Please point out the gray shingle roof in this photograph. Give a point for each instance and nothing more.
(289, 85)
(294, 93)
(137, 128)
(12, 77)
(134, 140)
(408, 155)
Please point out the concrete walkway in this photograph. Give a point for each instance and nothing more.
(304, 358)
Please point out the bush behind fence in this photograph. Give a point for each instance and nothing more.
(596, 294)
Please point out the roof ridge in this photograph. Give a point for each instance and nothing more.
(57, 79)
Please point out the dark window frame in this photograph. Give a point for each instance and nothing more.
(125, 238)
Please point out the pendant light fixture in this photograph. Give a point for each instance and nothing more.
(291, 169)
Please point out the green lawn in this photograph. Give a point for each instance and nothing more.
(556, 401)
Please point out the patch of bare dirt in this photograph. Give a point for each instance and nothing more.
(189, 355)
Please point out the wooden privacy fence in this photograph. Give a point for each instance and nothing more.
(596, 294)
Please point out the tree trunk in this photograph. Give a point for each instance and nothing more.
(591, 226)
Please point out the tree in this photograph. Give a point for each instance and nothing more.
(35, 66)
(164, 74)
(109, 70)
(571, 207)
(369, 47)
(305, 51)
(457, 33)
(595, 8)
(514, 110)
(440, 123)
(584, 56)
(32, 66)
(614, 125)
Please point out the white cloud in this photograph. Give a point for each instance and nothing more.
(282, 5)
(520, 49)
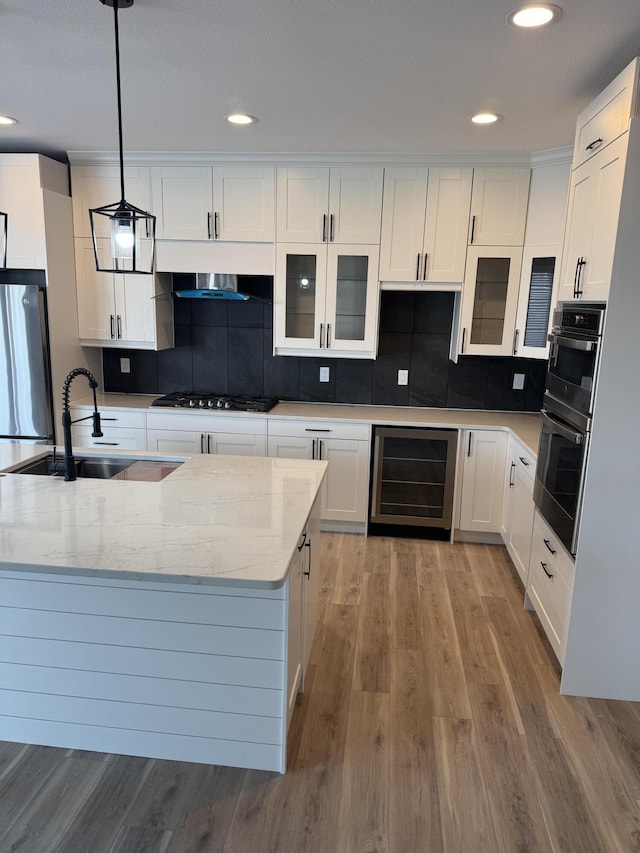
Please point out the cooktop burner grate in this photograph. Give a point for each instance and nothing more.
(229, 402)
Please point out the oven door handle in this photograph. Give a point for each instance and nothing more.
(565, 431)
(572, 343)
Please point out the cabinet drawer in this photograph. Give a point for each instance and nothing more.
(112, 417)
(205, 422)
(551, 597)
(553, 550)
(607, 117)
(319, 429)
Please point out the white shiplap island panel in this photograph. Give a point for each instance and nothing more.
(175, 646)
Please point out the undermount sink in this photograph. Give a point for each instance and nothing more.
(105, 468)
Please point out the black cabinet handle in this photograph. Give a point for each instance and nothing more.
(595, 144)
(307, 574)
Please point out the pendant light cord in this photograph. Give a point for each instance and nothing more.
(115, 18)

» Try it
Copying starts at the line containing "Please point out the wooden" and ends at the last line of the material above; repeat only those lines exactly and omit the pictures.

» Answer space
Please point out the wooden privacy fence in this photograph. Give a point for each instance and nothing more.
(596, 294)
Please point out the tree trunk in this photograph. Give a point for each instance and nothing more.
(591, 226)
Please point out the tree in this photograph. Give a point for each instance and nothing more.
(35, 66)
(164, 74)
(109, 70)
(571, 207)
(369, 47)
(305, 51)
(457, 33)
(595, 8)
(514, 110)
(440, 123)
(584, 56)
(32, 66)
(614, 125)
Please point out the white cloud in this photograph. Give a point for each instance and nothing more.
(282, 5)
(520, 49)
Please point out the cooktop burner grate in this photograph. Give a point for each instance and nothing more.
(229, 402)
Please point out the oven door handle in this photograph. Give a point for each instance and nothing more.
(565, 431)
(572, 343)
Please point out the cabinet drawer in this photograph. Give a point for each instance and nothing more.
(112, 417)
(205, 422)
(551, 597)
(553, 550)
(607, 117)
(319, 429)
Please point out the white shiplap island panel in this photograph. Give a point for each instance and nothing more.
(175, 646)
Please point out the undermount sink in this photograph. Give a point for each instance and nothing more.
(105, 468)
Please point out the black cabinet handle in this photograph. Give a point for each instance and nothing more.
(595, 144)
(307, 574)
Please point out the pendant light cord in this photograph. Give a point for each instance and nothing more.
(115, 18)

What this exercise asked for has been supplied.